== Blocco di testo

Le asimmetrie sono aumentate, di informazione, di potere; le comunità locali sono assediate da una molteplicità di programmi di sviluppo che non hanno mai chiesto, senza peraltro ottenere mai una risposta alle domande basiche di riconoscimento dei loro diritti. I falchi sono tanti, ed anche divisi fra loro, ma anche i movimenti contadini non hanno più l’impeto di dieci anni fa.

La situazione sembra senza sbocco, ma quel che mi preoccupa è che nemmeno dal basso si ritorna a pensare a ripartire dalle fondamenta. Oggi abbiamo paesi che, per scelte deliberate dei loro governi, hanno provocato dinamiche di desertificazione enormi nei loro paesi. Rivertire questo processo richiederà decenni, se mai ne saranno capaci. Le buone terre (e acque) vengono prese dalle città in espansione, dai campi di golf, dai residence turistici etc. etc… quindi sempre meno terra buona, pianeggiante e fertile, quella terra dove potrebbero dare dei buoni frutti le nuove varietà, che oramai sono arrivate ai limiti genetici. Per cui per mandare avanti la baracca bisogna mantenere alte dosi di fertilizzanti, altrimenti la terra si sterilizza del tutto, prodotti chimici, diserbanti, defoglianti, nipotini del Napalm etc. Ma questa non potrà essere la soluzione proprio perché inevitabilmente le terre buone si riducono, e queste varietà costano troppo per metterle su terre degradate o in declivio o non perfette. Su queste altre terre, che si potrebbero recuperare, andrebbero molto bene le varietà locali, uscite da selezioni contadine di centinaia (o migliaia) d’anni. Ma una lotta senza quartiere è stata intrapresa contro la diversità genetica. Delle 8000 specie esistenti in natura, alla fine ci troviamo con tre di loro a coprire il 60% del mercato globale.

====
== Dati disponibili

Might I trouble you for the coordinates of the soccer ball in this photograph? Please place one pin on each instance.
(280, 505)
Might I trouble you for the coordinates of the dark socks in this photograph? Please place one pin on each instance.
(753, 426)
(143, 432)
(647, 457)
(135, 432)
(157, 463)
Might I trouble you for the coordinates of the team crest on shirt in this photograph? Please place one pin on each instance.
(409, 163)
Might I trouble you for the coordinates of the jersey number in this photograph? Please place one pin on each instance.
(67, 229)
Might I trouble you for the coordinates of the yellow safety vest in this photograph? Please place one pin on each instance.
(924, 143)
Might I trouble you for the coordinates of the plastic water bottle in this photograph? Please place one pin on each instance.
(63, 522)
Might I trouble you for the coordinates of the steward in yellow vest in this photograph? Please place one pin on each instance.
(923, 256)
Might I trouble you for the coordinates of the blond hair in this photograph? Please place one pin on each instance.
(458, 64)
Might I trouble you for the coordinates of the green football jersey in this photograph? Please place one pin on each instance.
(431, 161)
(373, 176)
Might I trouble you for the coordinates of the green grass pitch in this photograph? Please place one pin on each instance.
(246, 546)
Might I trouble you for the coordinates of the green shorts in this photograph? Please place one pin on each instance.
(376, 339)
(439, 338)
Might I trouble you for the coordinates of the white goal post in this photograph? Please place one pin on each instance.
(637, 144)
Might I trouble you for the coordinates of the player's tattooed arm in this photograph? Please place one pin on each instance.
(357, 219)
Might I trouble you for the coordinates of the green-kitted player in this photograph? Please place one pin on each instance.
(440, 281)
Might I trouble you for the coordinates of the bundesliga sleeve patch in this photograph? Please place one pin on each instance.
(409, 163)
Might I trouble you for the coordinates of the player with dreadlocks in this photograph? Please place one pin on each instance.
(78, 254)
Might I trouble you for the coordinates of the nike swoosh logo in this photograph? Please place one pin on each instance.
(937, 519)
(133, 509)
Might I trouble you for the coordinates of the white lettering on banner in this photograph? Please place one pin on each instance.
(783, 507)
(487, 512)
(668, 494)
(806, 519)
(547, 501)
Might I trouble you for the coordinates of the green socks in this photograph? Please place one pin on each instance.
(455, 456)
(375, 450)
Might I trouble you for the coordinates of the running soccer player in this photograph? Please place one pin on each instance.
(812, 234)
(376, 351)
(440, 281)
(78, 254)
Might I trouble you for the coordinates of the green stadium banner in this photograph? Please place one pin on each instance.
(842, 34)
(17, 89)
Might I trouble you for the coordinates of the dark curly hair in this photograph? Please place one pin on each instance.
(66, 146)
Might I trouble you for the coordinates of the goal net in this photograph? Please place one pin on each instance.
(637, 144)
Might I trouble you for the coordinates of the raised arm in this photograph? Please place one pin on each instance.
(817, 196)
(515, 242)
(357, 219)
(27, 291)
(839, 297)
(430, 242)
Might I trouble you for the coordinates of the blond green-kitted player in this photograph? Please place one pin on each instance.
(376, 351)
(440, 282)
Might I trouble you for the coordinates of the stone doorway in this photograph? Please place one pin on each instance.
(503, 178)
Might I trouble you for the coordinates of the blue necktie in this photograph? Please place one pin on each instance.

====

● **Compiti ed esercizi**:
a: Rispondi in base al brano sull'agricoltura:
(i) Chi si prende le buone terre (e acque)?
(ii) Quali varietà andrebbero molto bene sulle terre che si potrebbero recuperare?
(iii) Delle 8000 specie esistenti in natura, quante coprono il 60% del mercato globale?
b: Come riassumeresti il brano sull'agricoltura in due frasi?
c: Scrivi il seguito del brano sull'agricoltura, partendo subito dopo la sua ultima frase.
Il materiale non ha alcun legame con il brano sull'agricoltura.

● **Soluzioni per numero**:
a:
(i) Le città in espansione, i campi di golf e i residence turistici.
(ii) Le varietà locali, uscite da selezioni contadine di centinaia (o migliaia) d'anni.
(iii) Tre.

b: Sono aumentate le asimmetrie di informazione e di potere, e le comunità locali sono assediate da programmi di sviluppo mai chiesti, mentre le buone terre vengono sottratte da città in espansione, campi di golf e residence turistici. Le nuove varietà, arrivate ai limiti genetici, richiedono alte dosi di fertilizzanti e prodotti chimici, e le varietà locali adatte alle terre recuperabili sono minacciate da una lotta contro la diversità genetica, tanto che tre delle 8000 specie coprono il 60% del mercato globale.

c:
Per rimettersi a recuperare le terre ci vorrebbero prima di tutto Stati sovrani e istituzioni capaci di lavorare: ma il 95% della ricerca in agricoltura è nelle mani dei privati, le stesse compagnie che producono i semi, i prodotti chimici e alla fine arrivano a controllare i mercati, cioè cosa ci finisce nel piatto.

Avremmo anche bisogno di una rivoluzione culturale, che parta da chi la fa l’agricoltura, dalle diversità di produttori e produttrici, rivalorizzando il loro ruolo storico di mantenutori di paesaggi, di diversità e di sapori e colori che poi cerchiamo quando andiamo a comprare gli alimenti.

Il grabbing attuale andrà avanti, perché l’inerzia di un movimento lanciato trent’anni fa non si potrà fermare nel giro di 5-10 anni. Il rischio che incorrono questi Trust che si stanno accaparrando le risorse sono le rivolte locali che, col prezzo delle armi in discesa, potrebbero diventare delle rivolte armate. Ma anche a questo ci hanno pensato, spostando progressivamente la governance mondiale fuori dagli Stati, che vengono però lasciati soli davanti alle loro cittadinanze, così da riempire il ruolo di responsabili diretti,  e facendo da scudo per il magma economico-finanziario che ci sta dietro. Questo meccanismo lo abbiamo visto all’opera in questi ultimi anni, con la crisi nella quale siamo immersi: la colpa è dello Stato e del suo governo, e i benefici sono sempre privatizzati per le banche ed altri centri di potere.

In questo modo, l’orizzonte probabile sarà fatto di conflitti contro lo Stato, ribellioni più o meno popolari, ma senza intaccare il meccanismo che ha generato questo fenomeno.

Possiamo fare qualcosa? Credo, anzi voglio sperare di sì, ma questo implica una riflessione seria e profonda su una politica di alleanze fra i movimenti contadini, privilegiando le parti che uniscono rispetto a quelle che dividono, alleanze che devono andare oltre, cioè integrare i pochi centri di ricerca pubblica, quelle ONG che sul serio si battono contro questi fenomeni, e cercare di appoggiare chi, nei centri di potere, governativi, intergovernativi e organismi internazionali, cerca ancora di portare avanti queste lotte.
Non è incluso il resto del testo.